All pictures are to be dropped, and the remaining data set down exactly.
### Input for this task ###
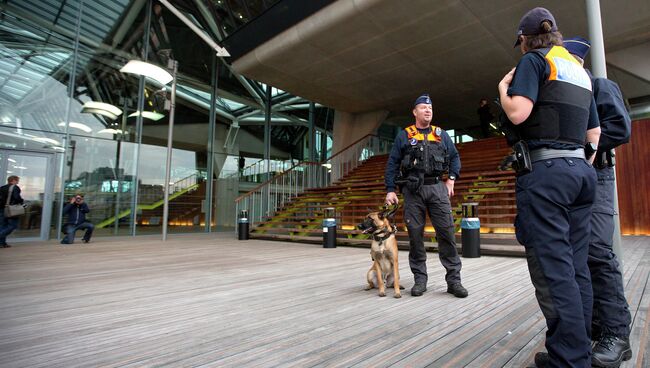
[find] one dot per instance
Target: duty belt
(548, 153)
(431, 180)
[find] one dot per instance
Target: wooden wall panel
(633, 180)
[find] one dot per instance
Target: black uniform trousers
(432, 199)
(611, 314)
(553, 223)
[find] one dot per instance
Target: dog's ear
(390, 214)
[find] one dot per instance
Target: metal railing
(187, 182)
(266, 199)
(256, 172)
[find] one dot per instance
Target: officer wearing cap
(548, 98)
(611, 315)
(422, 155)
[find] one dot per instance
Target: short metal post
(470, 226)
(329, 228)
(243, 226)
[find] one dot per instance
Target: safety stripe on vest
(565, 68)
(412, 132)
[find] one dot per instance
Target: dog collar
(383, 234)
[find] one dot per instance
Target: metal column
(266, 201)
(170, 140)
(67, 146)
(599, 70)
(138, 123)
(211, 131)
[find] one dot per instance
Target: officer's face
(423, 113)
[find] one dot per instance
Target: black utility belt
(605, 159)
(431, 180)
(549, 153)
(522, 158)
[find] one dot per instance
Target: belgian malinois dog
(383, 251)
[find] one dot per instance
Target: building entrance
(36, 172)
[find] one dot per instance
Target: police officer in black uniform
(421, 155)
(611, 314)
(549, 100)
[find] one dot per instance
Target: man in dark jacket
(611, 314)
(8, 224)
(76, 211)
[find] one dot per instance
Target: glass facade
(72, 122)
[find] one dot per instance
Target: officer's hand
(450, 187)
(391, 198)
(507, 79)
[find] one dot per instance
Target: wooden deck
(211, 301)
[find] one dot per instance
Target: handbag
(13, 210)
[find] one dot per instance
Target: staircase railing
(266, 199)
(176, 189)
(257, 170)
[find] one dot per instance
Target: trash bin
(329, 228)
(243, 225)
(470, 227)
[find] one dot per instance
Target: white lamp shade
(110, 131)
(151, 115)
(79, 126)
(148, 70)
(101, 108)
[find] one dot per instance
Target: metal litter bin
(470, 226)
(243, 225)
(329, 228)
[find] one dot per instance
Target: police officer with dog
(611, 314)
(548, 100)
(424, 163)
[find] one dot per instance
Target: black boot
(458, 290)
(418, 289)
(541, 360)
(610, 351)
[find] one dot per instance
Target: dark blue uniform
(553, 211)
(8, 224)
(611, 314)
(432, 199)
(76, 221)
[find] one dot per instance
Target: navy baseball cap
(577, 46)
(530, 23)
(425, 99)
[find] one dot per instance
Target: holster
(522, 164)
(519, 160)
(605, 159)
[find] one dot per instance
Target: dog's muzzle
(366, 228)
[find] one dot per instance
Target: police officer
(611, 314)
(548, 98)
(423, 153)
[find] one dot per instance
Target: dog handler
(548, 98)
(424, 153)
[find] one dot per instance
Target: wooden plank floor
(208, 300)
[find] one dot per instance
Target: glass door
(36, 173)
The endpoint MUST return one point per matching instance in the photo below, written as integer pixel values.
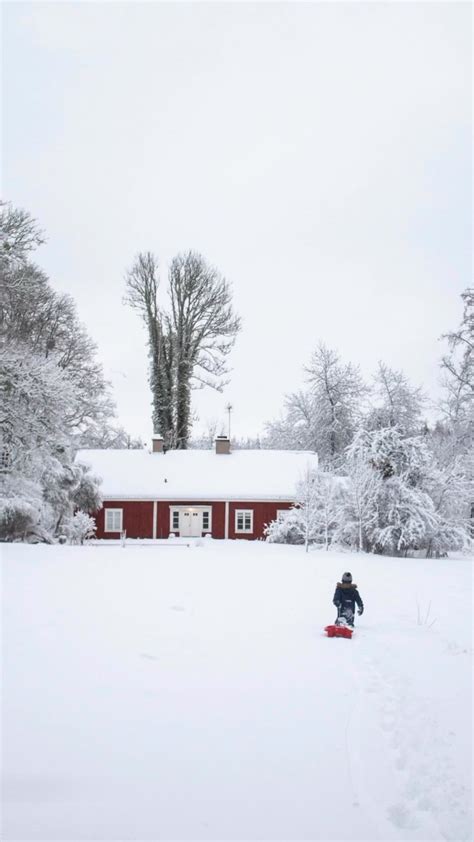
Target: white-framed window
(243, 520)
(5, 459)
(113, 520)
(184, 512)
(175, 520)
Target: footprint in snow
(401, 817)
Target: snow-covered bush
(386, 508)
(289, 529)
(18, 518)
(80, 528)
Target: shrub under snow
(80, 528)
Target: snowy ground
(173, 692)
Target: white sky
(318, 153)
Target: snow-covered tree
(458, 376)
(395, 403)
(324, 416)
(338, 392)
(386, 506)
(189, 345)
(314, 517)
(52, 392)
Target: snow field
(160, 692)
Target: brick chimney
(222, 444)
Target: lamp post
(229, 409)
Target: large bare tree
(190, 344)
(204, 326)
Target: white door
(190, 524)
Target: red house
(193, 493)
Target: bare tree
(189, 345)
(397, 403)
(337, 391)
(205, 328)
(458, 369)
(142, 284)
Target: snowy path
(155, 693)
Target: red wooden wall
(138, 518)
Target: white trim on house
(245, 516)
(179, 513)
(112, 517)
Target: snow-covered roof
(190, 475)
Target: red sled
(338, 631)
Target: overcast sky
(318, 154)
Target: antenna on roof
(229, 409)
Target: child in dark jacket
(345, 598)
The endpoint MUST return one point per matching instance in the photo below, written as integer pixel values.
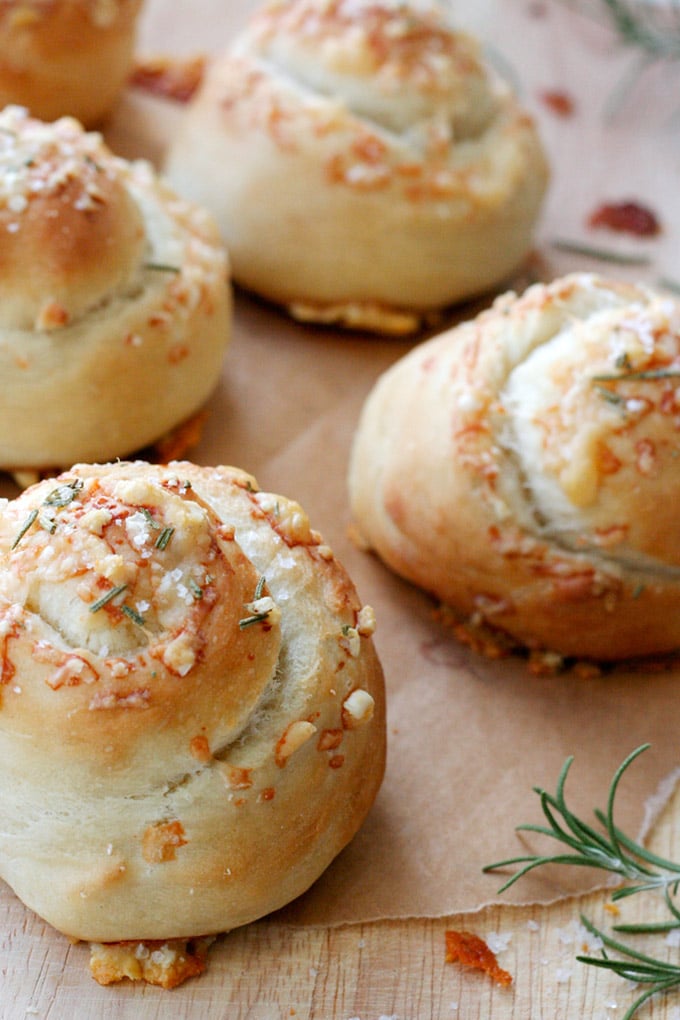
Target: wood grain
(396, 968)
###
*Reply*:
[find] one dot per instance
Target: duty belt
(548, 153)
(431, 180)
[find] one dot per instance
Target: wooden wall panel
(633, 180)
[find] one dot per instance
Target: black uniform trousers
(432, 199)
(611, 314)
(553, 223)
[find] one dot per instance
Target: dog's ear
(390, 214)
[find] one dot per instance
Target: metal railing
(187, 182)
(266, 199)
(256, 172)
[find] one dot per instance
Target: officer wearing cap
(548, 98)
(611, 315)
(422, 155)
[find] one dot per instance
Target: short metal post
(470, 226)
(329, 228)
(243, 226)
[find] one dot per instance
Target: safety stripe on vest
(565, 68)
(412, 132)
[find] one dot per instance
Target: dog collar
(383, 234)
[find] one dot per instance
Target: metal column
(266, 201)
(170, 140)
(67, 146)
(599, 70)
(138, 123)
(211, 131)
[find] one dot per instance
Target: officer's face
(423, 113)
[find] one dot per instance
Target: black utility belt
(605, 159)
(431, 180)
(549, 153)
(522, 158)
[find] one dot per instance
Target: belgian malinois dog
(383, 251)
[find] one dot per instance
Target: building entrance
(36, 172)
[find] one dot per instance
Target: police officer in black uniform
(421, 155)
(611, 314)
(549, 100)
[find] one dot per instance
Target: man in dark jacket
(611, 314)
(8, 224)
(76, 211)
[find] one dot per instance
Target: glass facade
(72, 122)
[find] one dot per instance
Target: officer's hand
(450, 187)
(391, 198)
(507, 79)
[find] one dot per instance
Target: wooden deck
(211, 301)
[find] one dot per instance
Target: handbag
(13, 210)
[find] one dot per instance
Target: staircase railing
(266, 199)
(176, 189)
(257, 170)
[find] one dot per instance
Target: trash bin
(329, 228)
(243, 225)
(470, 227)
[find] one dot per instance
Target: white lamp shade
(110, 131)
(151, 115)
(79, 126)
(148, 70)
(101, 108)
[find] one dot per instance
Target: metal litter bin
(470, 226)
(243, 225)
(329, 228)
[find] one dot per instance
Target: police officer with dog
(611, 314)
(548, 100)
(424, 163)
[find] one dot per instance
Target: black boot
(458, 290)
(418, 289)
(541, 360)
(610, 351)
[find] one dot per instance
Target: dark blue uniform
(553, 211)
(8, 224)
(611, 314)
(432, 199)
(76, 221)
[find] one dot per instance
Target: navy baseball cap
(577, 46)
(530, 23)
(425, 99)
[find] one dot per instance
Target: holster
(522, 164)
(519, 160)
(605, 159)
[find] one dot per instance
Target: dog's muzzle
(366, 228)
[find] one dot per instance
Target: police officer
(611, 314)
(548, 98)
(423, 153)
[find] one dot per instance
Target: dog handler
(548, 98)
(424, 153)
[find] one dot per instance
Target: wooden plank floor
(208, 300)
[find] one dot per instance
Target: glass door
(36, 173)
The endpoint MUST return one point per matching instance in the photo below, written as integer pixel values.
Target: white-framed window
(243, 520)
(5, 459)
(113, 520)
(184, 512)
(175, 520)
Target: footprint in snow
(401, 817)
Target: snow-covered bush
(386, 508)
(289, 529)
(18, 518)
(80, 528)
Target: shrub under snow
(80, 528)
Target: snowy ground
(173, 692)
Target: white sky
(318, 153)
Target: snow-covered tree
(458, 376)
(395, 403)
(324, 416)
(338, 392)
(386, 506)
(189, 345)
(314, 517)
(52, 392)
Target: snow field
(160, 692)
Target: brick chimney
(222, 444)
Target: lamp post
(229, 409)
Target: large bare tree
(190, 344)
(204, 326)
Target: white door
(190, 524)
Target: red house
(193, 493)
Target: bare tree
(189, 345)
(397, 403)
(337, 391)
(205, 328)
(458, 369)
(142, 284)
Target: snowy path
(155, 693)
Target: red wooden wall
(138, 518)
Target: white trim on house
(245, 516)
(179, 513)
(112, 517)
Target: snow-covered roof
(190, 475)
Target: red sled
(338, 631)
Target: overcast sky
(318, 154)
Target: antenna on roof
(229, 409)
Target: child in dark jacket
(345, 598)
The endpoint MUST return one point per matching instance in the photo below, written as integer pixel values.
Target: wood grain
(396, 968)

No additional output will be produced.